━━ Material for this task ━━
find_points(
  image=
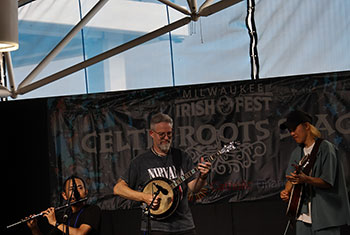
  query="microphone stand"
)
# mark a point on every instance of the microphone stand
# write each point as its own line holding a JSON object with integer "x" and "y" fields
{"x": 68, "y": 212}
{"x": 148, "y": 213}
━━━
• **Instructions to follow**
Identify each line of the entries above that contains the string "microphone", and copy those lines. Matching is case-sensitive.

• **Task result**
  query="microphone stand"
# mark a point on every instance of the microphone stand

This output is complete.